#### Entries provided
◇ ◇ ◇

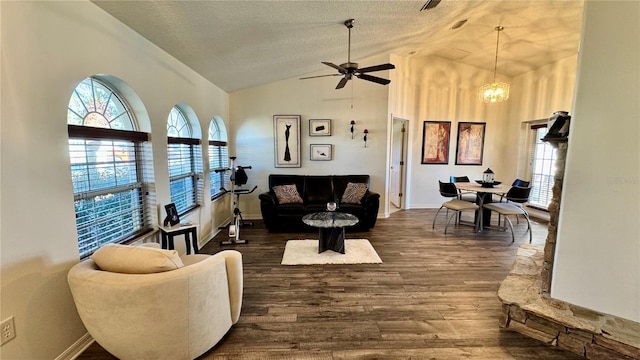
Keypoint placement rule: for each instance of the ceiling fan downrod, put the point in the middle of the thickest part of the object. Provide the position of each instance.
(349, 25)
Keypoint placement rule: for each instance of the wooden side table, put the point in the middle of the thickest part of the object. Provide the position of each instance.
(168, 232)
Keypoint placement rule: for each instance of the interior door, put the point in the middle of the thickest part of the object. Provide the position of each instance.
(397, 162)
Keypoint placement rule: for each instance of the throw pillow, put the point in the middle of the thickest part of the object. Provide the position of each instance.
(287, 194)
(136, 259)
(353, 193)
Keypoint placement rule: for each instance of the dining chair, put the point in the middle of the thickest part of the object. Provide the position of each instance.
(517, 201)
(520, 183)
(466, 196)
(449, 190)
(515, 196)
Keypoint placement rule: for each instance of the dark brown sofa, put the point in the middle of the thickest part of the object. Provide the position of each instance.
(316, 191)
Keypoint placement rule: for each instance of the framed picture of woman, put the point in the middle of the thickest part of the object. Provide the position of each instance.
(286, 132)
(470, 146)
(435, 142)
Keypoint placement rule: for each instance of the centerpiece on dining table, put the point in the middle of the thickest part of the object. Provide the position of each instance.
(488, 179)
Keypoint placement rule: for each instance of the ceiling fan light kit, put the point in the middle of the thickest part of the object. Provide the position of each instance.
(350, 69)
(495, 91)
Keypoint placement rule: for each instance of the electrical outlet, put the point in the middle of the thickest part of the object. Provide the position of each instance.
(8, 330)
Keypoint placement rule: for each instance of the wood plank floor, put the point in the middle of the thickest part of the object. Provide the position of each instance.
(433, 297)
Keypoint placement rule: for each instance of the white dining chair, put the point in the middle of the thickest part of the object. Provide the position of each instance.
(517, 195)
(449, 190)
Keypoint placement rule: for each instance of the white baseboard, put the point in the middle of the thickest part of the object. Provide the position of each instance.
(77, 348)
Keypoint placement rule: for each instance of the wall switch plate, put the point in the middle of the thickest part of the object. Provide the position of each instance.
(8, 330)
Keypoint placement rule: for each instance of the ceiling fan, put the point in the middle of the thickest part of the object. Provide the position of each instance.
(348, 70)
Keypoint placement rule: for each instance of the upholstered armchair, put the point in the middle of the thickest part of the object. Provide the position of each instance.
(148, 303)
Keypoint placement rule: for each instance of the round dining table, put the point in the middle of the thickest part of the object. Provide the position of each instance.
(484, 196)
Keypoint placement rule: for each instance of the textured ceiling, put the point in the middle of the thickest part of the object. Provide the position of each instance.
(240, 44)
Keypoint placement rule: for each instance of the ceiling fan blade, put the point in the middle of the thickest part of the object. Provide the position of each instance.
(337, 67)
(342, 83)
(312, 77)
(375, 79)
(377, 68)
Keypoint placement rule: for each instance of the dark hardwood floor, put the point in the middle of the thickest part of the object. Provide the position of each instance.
(433, 297)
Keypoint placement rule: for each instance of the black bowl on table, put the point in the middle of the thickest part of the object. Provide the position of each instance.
(488, 184)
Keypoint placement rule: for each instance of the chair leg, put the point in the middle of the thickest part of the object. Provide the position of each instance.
(526, 216)
(448, 221)
(433, 226)
(513, 237)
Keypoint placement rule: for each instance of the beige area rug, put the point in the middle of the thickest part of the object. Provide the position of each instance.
(305, 252)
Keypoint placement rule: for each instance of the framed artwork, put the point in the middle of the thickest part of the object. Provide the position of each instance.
(321, 152)
(319, 127)
(470, 146)
(286, 133)
(435, 142)
(172, 215)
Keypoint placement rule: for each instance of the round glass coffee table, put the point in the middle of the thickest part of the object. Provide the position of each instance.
(331, 226)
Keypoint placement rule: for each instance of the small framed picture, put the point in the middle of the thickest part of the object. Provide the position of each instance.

◇ ◇ ◇

#### To do
Output the records exactly. Drop the images.

#### Solution to this problem
Keypoint placement rule: for each instance of the ceiling fan downrod, put the point in the middle of the thickest part of the object. Provide the position of each instance.
(349, 25)
Keypoint placement rule: for each instance of the wooden side table, put the point in the middle of the thickest part of the object. Provide the position of each instance.
(168, 232)
Keypoint placement rule: for each instance of the interior door, put the point in the middle of the thickest part of the object. Provide the position of each instance.
(397, 162)
Keypoint placement rule: for each instance of the throw pillow, put the point in the middle of the thickest part of the object. Provide the position of each instance.
(287, 194)
(136, 259)
(353, 193)
Keypoint placement rule: for each instance of the dining chair, put the point in the middle of the thickest part of the object. Provide the position of each instance.
(517, 201)
(520, 183)
(466, 196)
(449, 190)
(515, 196)
Keypoint placement rule: for each instance of the dark brown sofa, put the point in the middle of the thickest part of the object. Provide the position of each instance.
(316, 191)
Keypoint placement rule: for each instance of the framed picture of woman, put the point in the middle of the thickest part of the object. Provide the position of each instance.
(286, 132)
(470, 146)
(435, 142)
Keypoint placement rule: for each instance of the centerpiece on dining table, put the point in the middle of the thickest part of the object. Provide the position of each instance.
(488, 179)
Keypoint placement rule: for each instance of the ceiling fan light kit, put the point in the middle of the thickest part of the object. Provide the position of each instance.
(350, 69)
(495, 91)
Keypoint placement rule: for each instance of the electrical outlet, put the point in the middle of the thickest part of the object. Provide the position of each instance.
(8, 330)
Keypoint placement rule: for each instance of the wood plank floor, put the point in the middle of the thickest part of the object. Provide the position of each instance.
(433, 297)
Keypoint placement rule: for each instance of the white dining chair, put the point in the middle of the thickest part of the object. Provide the position of each instance.
(517, 195)
(449, 190)
Keypoint placement rule: for each instance of the white baseboard, put the point in the middle of the thickest part of the object. Provide the position of each instance.
(77, 348)
Keypoint placement rule: for each instance of the wall switch plate, put the point in the middle of the thickest part of the object. Provide the position of each instance.
(8, 330)
Keypoint placement rule: for each instance of the ceiling fan, put the point in the middle of the thickest part of the object. Provide the position of each instance.
(348, 70)
Keypoint placement rule: for each instance of the upholstered armchair, put the point in the middle of the thickest part of the object. Provide the position of each instance.
(148, 303)
Keypoint placement rule: for each instance of the round dining table, put the point in the middle of the thickest part of the object. Provide the position of each instance.
(484, 196)
Keypoint placement rule: for each instance of the textured ceiling, put the point in the middle of the thickest part of the object. Provide the position of each instance.
(240, 44)
Keypoint placement rule: for each instance of the ceiling fan blade, put the point in the middle of the thickest part of the object. Provide the position of each instance.
(337, 67)
(342, 83)
(312, 77)
(375, 79)
(377, 68)
Keypoint placement rule: for each instance of the dark hardwood floor, put the point in the middle of the thickest part of the object. Provide the position of each instance.
(433, 297)
Keypoint placement rule: for each instance of the black bowl on table, put the point in the middle of the thickest part of the object. Provide the position of each instance.
(488, 184)
Keypoint placement rule: for each instance of the chair leg, put the point in the middle of the thickest part of the object. Provide the position of each instance.
(526, 216)
(448, 221)
(433, 226)
(513, 237)
Keypoint placement rule: for each instance of the beige area rug, put the point in the middle of the thickest part of the object. Provide the position of each instance.
(305, 252)
Keypoint placement rule: for each instance of the framed artwork, put the point in the middle of the thickest part of the object. Provide the position of each instance.
(321, 152)
(319, 127)
(470, 146)
(286, 133)
(435, 142)
(172, 215)
Keypoint placement rule: for each instance of the round glass coffee table, put the point in the middle of the thickest part of the object. Provide the position of each instance.
(331, 226)
Keypoint placement rule: for each instance of the small framed picture, put the point in the middle of the thickest part of the object. Provide the position of each instance.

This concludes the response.